**Study text**.
........
Although hands-on experience is essential in farming, study is also important. Our program is framed by a series of informal classes designed to introduce major topics and resources for exploration. The level of engagement of these subjects is entirely up to the student. Classes are broken up by monthly field trips to a wide array of local farms that demonstrate the diversity within alternative agriculture. The season culminates is each apprentice’s presentation of their “Faux Farm” a project presented to the group for review, designed to integrate the year’s learning and direct you to your next step in training.
Informal classes come with an outline and recommended readings found in our library. Given the limits of time and focus, discussions are designed to introduce these topics as a springboard for students further research since most subjects involve a lifetime of study. We hope that apprentices finish with a good framework and continue to delve into the subject matter as the need and interest arises.
- Community Supported Agriculture
- Considerations in Plant Cultivation
- Marketing Options
- Greenhouse & Plant Propagation
- Small Scale Farm/Project Design
- The Health & Balance of Soils
- Weed Management
- Organic Insect & Disease Control
- Cover Crops
- The Business & Recordkeeping of Farming
Our region is incredibly rich in local farms and garden projects that demonstrate the wide array of possibilities new farmers have when they consider their own path. Our apprentices report being very inspired by these outings. On many field trips, apprentices work a short period for the host, and receive a guided tour from the farmers whose area of specialty is invaluable to learning. Destinations include orchards, new small farms, long time large operations, livestock stewards, garden projects that promote social justice, and many other unique and creative endeavors that help ap-prentices see the potential in how they employ their newfound skills and personal interests in the future.
........
**Supplied data**.
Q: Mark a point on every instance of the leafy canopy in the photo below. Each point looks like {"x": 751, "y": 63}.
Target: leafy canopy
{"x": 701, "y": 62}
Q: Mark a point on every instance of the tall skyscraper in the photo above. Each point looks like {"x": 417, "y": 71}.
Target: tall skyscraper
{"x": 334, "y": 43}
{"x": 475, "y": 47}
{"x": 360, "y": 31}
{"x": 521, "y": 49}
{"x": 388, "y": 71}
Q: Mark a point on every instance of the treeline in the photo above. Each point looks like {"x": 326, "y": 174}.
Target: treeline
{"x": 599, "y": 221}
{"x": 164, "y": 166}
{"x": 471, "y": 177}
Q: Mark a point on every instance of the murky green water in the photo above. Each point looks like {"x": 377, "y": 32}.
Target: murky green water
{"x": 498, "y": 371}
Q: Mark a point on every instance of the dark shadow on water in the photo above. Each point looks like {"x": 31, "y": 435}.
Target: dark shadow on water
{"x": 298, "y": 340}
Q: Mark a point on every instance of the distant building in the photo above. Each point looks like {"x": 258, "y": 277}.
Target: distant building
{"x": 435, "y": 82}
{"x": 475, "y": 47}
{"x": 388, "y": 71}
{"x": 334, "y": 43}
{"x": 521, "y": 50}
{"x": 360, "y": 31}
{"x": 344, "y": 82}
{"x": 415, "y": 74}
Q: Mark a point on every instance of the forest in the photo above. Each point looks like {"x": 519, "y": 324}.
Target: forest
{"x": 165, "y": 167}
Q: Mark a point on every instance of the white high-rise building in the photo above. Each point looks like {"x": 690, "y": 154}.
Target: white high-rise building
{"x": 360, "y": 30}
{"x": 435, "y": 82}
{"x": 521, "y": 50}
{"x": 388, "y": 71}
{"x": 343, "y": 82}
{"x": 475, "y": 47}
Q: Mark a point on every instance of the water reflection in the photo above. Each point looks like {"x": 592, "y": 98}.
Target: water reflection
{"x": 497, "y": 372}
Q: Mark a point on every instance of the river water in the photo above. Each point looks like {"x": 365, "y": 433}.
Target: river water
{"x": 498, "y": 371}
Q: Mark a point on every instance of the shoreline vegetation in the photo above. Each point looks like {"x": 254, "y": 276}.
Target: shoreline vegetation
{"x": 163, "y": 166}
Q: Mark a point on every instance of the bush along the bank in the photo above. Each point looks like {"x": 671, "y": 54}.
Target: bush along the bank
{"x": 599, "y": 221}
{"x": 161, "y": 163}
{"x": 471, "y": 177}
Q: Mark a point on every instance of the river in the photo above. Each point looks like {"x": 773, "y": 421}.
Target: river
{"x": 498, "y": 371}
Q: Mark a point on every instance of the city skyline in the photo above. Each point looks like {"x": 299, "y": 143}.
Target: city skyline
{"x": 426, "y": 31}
........
**Work instructions**.
In the apprenticeship program text above, how often do the field trips to local farms take place?

**Answer box**.
Monthly.